Find the line with "basketball hoop in". Repeat it and each line after it, exactly, down to the end of the records below.

Stored data entries:
--------

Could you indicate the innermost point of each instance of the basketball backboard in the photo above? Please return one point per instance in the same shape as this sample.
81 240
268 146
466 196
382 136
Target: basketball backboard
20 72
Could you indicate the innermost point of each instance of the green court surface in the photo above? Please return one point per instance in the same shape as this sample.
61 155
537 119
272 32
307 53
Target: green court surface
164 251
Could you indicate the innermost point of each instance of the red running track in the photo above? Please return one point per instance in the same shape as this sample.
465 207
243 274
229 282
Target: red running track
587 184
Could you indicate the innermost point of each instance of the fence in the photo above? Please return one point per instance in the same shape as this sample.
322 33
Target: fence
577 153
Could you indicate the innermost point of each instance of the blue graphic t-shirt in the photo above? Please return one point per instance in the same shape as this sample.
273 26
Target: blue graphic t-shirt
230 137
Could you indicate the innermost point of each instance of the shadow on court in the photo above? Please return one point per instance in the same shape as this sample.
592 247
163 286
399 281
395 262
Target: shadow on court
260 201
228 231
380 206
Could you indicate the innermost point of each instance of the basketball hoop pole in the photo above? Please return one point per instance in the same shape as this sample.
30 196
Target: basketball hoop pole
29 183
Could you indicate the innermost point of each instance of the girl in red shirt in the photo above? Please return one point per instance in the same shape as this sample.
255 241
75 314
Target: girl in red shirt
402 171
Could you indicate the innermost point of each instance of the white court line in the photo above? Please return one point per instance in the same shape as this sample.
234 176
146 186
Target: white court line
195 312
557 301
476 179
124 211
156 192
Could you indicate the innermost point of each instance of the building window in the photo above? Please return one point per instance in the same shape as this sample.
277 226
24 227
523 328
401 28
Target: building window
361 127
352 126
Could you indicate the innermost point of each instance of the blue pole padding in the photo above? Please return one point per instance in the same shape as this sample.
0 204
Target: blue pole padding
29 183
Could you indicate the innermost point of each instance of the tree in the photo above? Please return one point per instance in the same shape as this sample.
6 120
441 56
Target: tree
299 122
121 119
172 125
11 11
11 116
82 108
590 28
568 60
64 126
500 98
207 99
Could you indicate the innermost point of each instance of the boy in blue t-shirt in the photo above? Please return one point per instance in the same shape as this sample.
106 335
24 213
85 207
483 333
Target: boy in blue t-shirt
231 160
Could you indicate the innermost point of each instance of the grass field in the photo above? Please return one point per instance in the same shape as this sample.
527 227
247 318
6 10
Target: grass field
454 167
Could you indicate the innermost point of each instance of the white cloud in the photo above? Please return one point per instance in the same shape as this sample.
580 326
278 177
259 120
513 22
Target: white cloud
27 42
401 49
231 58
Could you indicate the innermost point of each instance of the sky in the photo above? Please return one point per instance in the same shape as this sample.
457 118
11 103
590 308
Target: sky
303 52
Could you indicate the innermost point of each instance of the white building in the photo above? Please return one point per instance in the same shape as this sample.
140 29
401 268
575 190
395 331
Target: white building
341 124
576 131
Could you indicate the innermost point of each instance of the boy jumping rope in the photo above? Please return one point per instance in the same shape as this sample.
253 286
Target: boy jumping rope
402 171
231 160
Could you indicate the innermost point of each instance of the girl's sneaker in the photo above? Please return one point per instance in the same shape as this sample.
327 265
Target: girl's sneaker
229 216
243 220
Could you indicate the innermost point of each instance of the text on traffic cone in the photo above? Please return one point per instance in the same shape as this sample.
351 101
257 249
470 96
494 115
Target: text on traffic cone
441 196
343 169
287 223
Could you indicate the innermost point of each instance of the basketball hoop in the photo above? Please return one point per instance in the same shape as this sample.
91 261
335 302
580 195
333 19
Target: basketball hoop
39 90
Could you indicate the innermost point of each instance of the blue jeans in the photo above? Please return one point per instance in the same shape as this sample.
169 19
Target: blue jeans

--------

_The answer:_
Could you indicate the innermost point of each instance of the basketball hoop in the photo above? Please return one point per instance in the same shape as this sample.
91 261
335 302
580 195
333 19
Target: basketball hoop
39 90
Could you indicate the innermost point of each instance of the blue jeans in the photo above? Please return one point per instance in the same shape as this sample.
169 19
Target: blue jeans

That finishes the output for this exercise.